> **WORK REQUIRED**
Repeat every line of the material, character for character.

Items from a data source
- - - - - - -
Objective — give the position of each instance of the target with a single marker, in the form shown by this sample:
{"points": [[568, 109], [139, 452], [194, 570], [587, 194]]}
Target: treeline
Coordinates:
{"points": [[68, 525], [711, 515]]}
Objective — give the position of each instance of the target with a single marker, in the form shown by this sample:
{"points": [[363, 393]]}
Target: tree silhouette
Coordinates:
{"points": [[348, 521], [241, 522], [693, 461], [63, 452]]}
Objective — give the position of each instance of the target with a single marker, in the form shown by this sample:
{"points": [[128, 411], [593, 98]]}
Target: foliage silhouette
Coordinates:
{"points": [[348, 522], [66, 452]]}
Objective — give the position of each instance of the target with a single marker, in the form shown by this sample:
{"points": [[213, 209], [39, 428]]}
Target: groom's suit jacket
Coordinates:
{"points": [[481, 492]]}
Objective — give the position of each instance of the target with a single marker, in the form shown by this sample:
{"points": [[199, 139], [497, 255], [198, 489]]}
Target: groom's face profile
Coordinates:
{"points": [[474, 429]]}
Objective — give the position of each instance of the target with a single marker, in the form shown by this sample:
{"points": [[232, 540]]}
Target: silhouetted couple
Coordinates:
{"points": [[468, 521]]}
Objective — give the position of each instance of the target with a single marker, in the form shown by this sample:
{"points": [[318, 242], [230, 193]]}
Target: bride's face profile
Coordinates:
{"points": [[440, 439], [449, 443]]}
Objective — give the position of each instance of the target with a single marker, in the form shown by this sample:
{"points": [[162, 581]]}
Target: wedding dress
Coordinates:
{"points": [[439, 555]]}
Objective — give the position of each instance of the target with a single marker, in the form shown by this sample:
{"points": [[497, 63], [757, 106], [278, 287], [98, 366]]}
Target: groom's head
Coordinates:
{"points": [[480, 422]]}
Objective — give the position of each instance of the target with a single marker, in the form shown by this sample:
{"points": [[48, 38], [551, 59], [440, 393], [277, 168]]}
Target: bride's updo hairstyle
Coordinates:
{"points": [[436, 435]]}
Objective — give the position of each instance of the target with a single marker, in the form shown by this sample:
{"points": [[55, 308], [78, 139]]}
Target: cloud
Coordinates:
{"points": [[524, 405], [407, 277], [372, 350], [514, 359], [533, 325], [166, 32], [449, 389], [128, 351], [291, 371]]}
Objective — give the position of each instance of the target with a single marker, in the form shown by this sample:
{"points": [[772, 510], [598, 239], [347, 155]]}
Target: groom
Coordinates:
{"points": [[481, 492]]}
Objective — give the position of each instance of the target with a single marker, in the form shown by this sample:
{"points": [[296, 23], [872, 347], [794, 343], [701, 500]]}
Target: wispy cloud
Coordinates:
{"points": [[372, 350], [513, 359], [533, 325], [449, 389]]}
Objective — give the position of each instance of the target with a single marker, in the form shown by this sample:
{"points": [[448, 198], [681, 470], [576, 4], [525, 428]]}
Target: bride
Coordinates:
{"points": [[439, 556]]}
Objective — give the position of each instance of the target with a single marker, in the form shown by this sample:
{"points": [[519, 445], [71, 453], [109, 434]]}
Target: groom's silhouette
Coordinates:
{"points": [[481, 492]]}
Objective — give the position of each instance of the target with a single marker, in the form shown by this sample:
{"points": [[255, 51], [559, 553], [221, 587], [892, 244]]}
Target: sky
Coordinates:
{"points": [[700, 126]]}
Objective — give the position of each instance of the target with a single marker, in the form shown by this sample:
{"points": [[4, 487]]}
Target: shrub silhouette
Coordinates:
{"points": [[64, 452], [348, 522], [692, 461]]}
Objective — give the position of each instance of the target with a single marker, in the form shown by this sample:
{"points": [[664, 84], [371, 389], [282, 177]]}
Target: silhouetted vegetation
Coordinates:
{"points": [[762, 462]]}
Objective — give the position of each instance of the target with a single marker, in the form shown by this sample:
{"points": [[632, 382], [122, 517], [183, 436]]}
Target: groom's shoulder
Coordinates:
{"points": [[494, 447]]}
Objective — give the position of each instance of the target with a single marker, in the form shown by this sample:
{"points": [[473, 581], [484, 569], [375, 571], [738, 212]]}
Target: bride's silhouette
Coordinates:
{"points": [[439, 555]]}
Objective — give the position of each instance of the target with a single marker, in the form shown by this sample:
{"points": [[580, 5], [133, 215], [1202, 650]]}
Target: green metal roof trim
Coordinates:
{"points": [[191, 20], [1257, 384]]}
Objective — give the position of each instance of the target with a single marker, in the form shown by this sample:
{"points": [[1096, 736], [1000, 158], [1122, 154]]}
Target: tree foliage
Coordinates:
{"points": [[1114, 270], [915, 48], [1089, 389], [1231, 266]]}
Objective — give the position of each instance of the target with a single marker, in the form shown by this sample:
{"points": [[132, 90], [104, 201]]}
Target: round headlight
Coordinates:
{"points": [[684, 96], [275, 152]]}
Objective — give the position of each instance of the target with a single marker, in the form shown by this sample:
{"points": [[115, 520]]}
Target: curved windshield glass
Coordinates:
- - - - - - -
> **THE COMPLETED TASK**
Objective — give the position of each instance of the target with a single marker, in the form shown by this sample:
{"points": [[568, 109], [139, 452], [194, 570], [587, 194]]}
Target: treeline
Coordinates:
{"points": [[68, 525], [711, 515]]}
Objective — give the position of each instance of the target with a single marker, in the form shown by this sample:
{"points": [[363, 393]]}
Target: tree silhouette
Coordinates:
{"points": [[348, 521], [241, 522], [693, 461], [63, 452]]}
Objective — give the position of each instance of the target with a single marker, in the form shown by this sample:
{"points": [[128, 411], [593, 98]]}
Target: foliage silhouette
Coordinates:
{"points": [[348, 522], [66, 452]]}
Objective — give the position of each instance of the target with a single marker, in the form shown by this sample:
{"points": [[213, 209], [39, 428]]}
Target: groom's suit jacket
Coordinates:
{"points": [[481, 492]]}
Objective — give the position of each instance of the target with a single marker, in the form shown by this sample:
{"points": [[199, 139], [497, 255], [198, 489]]}
Target: groom's face profile
Coordinates:
{"points": [[474, 429]]}
Objective — give the position of each instance of the target with a single marker, in the form shown by this sample:
{"points": [[232, 540]]}
Target: silhouetted couple
Coordinates:
{"points": [[468, 521]]}
Objective — give the position of each instance of the target with a single marker, in the form shown by this sample:
{"points": [[318, 242], [230, 193]]}
Target: bride's face profile
Coordinates:
{"points": [[440, 439], [449, 443]]}
Objective — give the position of each instance of the target with a single marker, in the form shown by this sample:
{"points": [[162, 581]]}
Target: wedding dress
Coordinates:
{"points": [[439, 555]]}
Objective — give the position of each instance of the target with a single marker, in the form shown by this sample:
{"points": [[497, 63], [757, 106], [278, 287], [98, 366]]}
Target: groom's head
Coordinates:
{"points": [[480, 422]]}
Objective — give the position of each instance of the target with a single marker, in the form shown by this sample:
{"points": [[48, 38], [551, 59], [440, 393], [277, 168]]}
Target: bride's updo hairstyle
Coordinates:
{"points": [[436, 435]]}
Objective — give the position of each instance of the target with a single marker, in the form shown by this sample:
{"points": [[55, 308], [78, 139]]}
Target: cloud
Coordinates:
{"points": [[524, 405], [407, 277], [372, 350], [514, 359], [533, 325], [166, 32], [449, 389], [128, 351], [291, 371]]}
Objective — give the position of each instance of the target with a single marker, in the form shown by this sample:
{"points": [[772, 510], [598, 239], [347, 155]]}
Target: groom
Coordinates:
{"points": [[481, 492]]}
Objective — give the position of each instance of the target with a single marker, in the form shown by this sample:
{"points": [[296, 23], [872, 347], [794, 343], [701, 500]]}
Target: wispy cloud
Coordinates:
{"points": [[372, 350], [513, 359], [533, 325], [449, 389]]}
Objective — give the position of each instance of the target with a single marker, in the form shown by this sample:
{"points": [[448, 198], [681, 470], [576, 4], [525, 428]]}
Target: bride
Coordinates:
{"points": [[439, 556]]}
Objective — give the position of each instance of the target with a single marker, in the form shown by this sample:
{"points": [[519, 445], [71, 453], [109, 434]]}
Target: groom's silhouette
Coordinates:
{"points": [[481, 492]]}
Objective — give the position of each instance of the target with a single marker, in the form shown by this sample:
{"points": [[255, 51], [559, 553], [221, 587], [892, 244]]}
Target: sky
Coordinates:
{"points": [[700, 126]]}
Objective — give the position of each instance of the target with a single marker, in the form shown by this sample:
{"points": [[4, 487]]}
Target: shrub silhouette
Coordinates:
{"points": [[64, 452], [348, 522], [692, 461]]}
Objective — give the position of each instance of the target with a single marker, in the form shown by this sample:
{"points": [[664, 84], [371, 389], [282, 177]]}
Target: silhouetted vegetation
Coordinates:
{"points": [[762, 462]]}
Objective — give the position of each instance of the target with a single marker, in the form shown by this sample:
{"points": [[632, 382], [122, 517], [183, 436]]}
Target: groom's shoulder
Coordinates:
{"points": [[494, 447]]}
Objective — give the position of each instance of the target with a single marker, in the form shown by this sample:
{"points": [[473, 581], [484, 569], [375, 571], [738, 212]]}
Target: bride's silhouette
Coordinates:
{"points": [[439, 555]]}
Objective — give the position of each instance of the target with a single marker, in the form shown by this sample:
{"points": [[580, 5], [133, 215], [1202, 650]]}
Target: green metal roof trim
Coordinates:
{"points": [[191, 20], [1257, 384]]}
Objective — give the position of each instance of the target with a single marker, in the form shown by this sample:
{"points": [[1096, 736], [1000, 158], [1122, 154]]}
Target: tree foliage
Coordinates:
{"points": [[1114, 270], [915, 48], [1089, 389], [1231, 266]]}
Objective — give the position of each instance of the target with a single marker, in the form shown by this sample:
{"points": [[132, 90], [104, 201]]}
Target: round headlight
Coordinates:
{"points": [[684, 96], [275, 152]]}
Objective — give the position of each instance of the target with a single marker, in the form shown by this sample:
{"points": [[115, 520]]}
Target: curved windshield glass
Coordinates:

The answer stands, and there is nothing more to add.